### SET EXERCISE
Find each line in the material below that contains the word "vest" and copy those lines.

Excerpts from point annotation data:
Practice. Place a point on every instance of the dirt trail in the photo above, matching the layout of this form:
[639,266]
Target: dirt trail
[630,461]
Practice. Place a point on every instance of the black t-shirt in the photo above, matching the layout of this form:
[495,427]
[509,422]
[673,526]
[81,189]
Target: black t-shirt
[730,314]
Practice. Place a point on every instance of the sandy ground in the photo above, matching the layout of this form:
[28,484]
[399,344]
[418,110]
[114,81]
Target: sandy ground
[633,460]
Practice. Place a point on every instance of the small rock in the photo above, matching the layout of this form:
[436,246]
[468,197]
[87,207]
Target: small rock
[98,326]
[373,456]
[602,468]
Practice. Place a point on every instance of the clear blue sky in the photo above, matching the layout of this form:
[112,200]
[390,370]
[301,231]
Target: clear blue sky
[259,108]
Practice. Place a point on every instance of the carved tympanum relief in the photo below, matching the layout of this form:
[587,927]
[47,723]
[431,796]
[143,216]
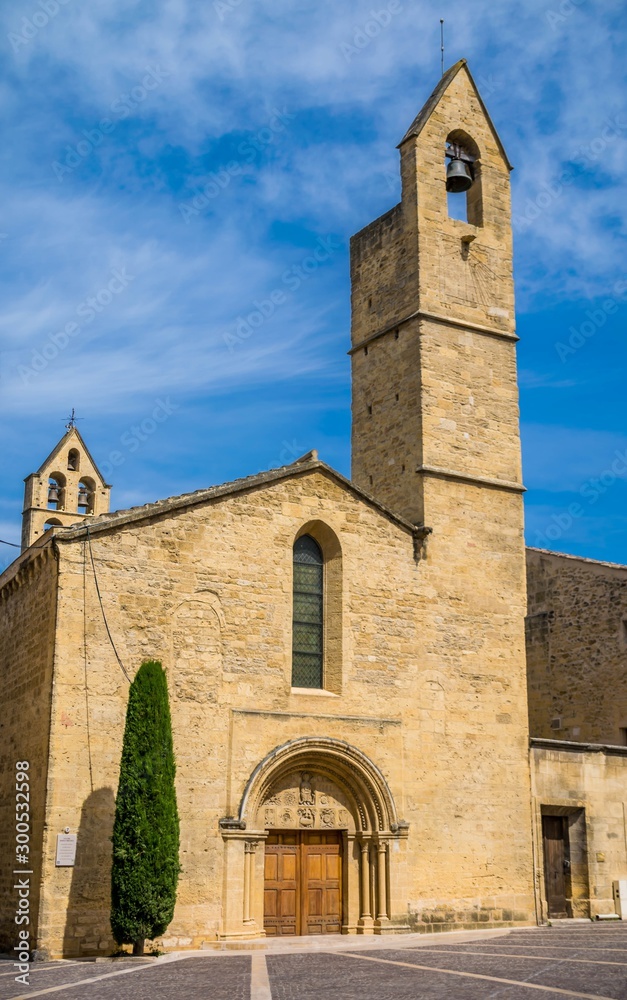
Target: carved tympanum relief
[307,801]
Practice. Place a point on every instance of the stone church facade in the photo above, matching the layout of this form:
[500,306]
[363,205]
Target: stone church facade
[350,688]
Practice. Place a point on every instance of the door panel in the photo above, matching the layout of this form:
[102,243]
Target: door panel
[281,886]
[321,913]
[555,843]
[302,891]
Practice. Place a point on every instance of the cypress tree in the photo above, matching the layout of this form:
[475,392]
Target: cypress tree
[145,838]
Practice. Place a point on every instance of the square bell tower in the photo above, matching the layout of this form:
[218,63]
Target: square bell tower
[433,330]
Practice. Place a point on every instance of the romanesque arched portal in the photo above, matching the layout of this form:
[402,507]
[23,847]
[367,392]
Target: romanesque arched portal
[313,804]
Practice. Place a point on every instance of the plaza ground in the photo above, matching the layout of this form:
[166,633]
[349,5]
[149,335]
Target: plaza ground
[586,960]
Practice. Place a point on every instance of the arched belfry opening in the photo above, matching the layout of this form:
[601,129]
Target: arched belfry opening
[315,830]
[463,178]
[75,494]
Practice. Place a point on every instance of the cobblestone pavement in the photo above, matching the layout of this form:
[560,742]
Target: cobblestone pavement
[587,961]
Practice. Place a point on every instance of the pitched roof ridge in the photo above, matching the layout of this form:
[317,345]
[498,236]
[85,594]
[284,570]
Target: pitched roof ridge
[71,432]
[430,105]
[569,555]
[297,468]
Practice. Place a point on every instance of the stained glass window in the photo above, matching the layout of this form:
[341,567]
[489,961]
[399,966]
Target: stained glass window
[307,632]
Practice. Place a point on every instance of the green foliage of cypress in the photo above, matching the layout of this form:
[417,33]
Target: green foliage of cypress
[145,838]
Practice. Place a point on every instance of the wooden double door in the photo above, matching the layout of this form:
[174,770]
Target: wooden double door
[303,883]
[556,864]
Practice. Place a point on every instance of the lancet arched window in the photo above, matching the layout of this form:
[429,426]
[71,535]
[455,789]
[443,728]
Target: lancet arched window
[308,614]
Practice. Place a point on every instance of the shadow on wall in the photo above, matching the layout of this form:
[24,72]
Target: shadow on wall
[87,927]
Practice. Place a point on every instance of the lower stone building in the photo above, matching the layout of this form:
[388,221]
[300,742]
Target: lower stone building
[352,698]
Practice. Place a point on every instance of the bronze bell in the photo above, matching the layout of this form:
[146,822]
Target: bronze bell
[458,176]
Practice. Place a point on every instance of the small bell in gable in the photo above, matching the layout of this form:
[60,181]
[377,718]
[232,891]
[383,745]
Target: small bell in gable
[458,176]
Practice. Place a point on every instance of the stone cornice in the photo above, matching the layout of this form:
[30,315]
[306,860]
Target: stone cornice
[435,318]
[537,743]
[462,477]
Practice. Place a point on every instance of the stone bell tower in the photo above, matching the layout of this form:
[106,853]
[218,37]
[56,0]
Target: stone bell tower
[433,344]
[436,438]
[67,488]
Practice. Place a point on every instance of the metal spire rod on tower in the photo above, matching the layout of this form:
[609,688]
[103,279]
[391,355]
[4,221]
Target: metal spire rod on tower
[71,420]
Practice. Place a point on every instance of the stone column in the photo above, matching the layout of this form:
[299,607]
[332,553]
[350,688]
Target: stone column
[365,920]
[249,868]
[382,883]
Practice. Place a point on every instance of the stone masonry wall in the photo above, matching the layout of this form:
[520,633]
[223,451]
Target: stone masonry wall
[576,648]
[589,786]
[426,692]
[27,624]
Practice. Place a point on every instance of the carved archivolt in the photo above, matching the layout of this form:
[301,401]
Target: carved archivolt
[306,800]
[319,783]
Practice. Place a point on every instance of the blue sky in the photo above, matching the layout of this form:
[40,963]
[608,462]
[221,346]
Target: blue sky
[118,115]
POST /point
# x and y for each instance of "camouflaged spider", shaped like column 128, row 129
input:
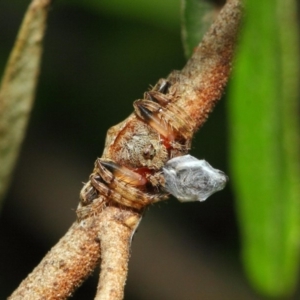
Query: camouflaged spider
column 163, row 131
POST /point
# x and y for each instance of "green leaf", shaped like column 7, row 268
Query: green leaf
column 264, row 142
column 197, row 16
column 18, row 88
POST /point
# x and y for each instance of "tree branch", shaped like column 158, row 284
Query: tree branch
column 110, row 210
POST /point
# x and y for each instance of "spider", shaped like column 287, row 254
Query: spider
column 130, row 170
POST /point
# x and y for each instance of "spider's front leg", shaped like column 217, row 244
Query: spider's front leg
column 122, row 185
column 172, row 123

* * *

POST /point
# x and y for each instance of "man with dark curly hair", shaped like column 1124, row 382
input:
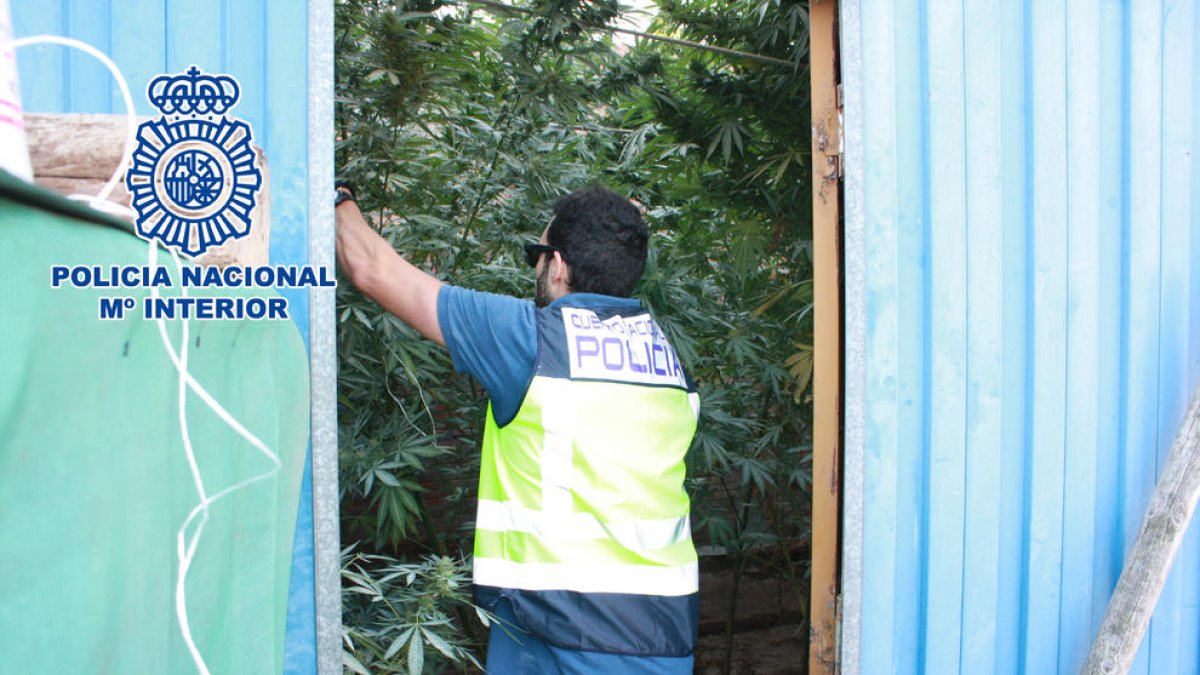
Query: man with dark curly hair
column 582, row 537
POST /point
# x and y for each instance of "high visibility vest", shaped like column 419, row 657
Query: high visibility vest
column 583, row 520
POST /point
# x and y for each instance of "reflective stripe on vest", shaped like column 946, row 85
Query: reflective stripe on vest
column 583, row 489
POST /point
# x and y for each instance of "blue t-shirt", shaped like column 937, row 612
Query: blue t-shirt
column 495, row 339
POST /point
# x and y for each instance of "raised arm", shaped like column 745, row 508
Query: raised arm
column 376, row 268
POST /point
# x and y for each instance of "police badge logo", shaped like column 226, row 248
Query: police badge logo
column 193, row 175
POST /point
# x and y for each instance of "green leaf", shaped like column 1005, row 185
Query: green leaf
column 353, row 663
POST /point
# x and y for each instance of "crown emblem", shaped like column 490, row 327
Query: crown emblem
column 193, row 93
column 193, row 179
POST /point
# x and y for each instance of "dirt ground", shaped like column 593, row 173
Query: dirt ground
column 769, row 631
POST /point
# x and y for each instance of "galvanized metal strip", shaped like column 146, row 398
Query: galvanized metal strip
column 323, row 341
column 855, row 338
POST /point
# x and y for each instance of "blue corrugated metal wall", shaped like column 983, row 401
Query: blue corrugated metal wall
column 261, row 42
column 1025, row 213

### ANSWER TO THE TASK
# x and y for each instance of "high visibility vest", shaped like column 419, row 657
Query: high visibility vest
# x and y for each instance of "reflective stripe on vest", shaped like column 946, row 85
Query: reflective stripe on vest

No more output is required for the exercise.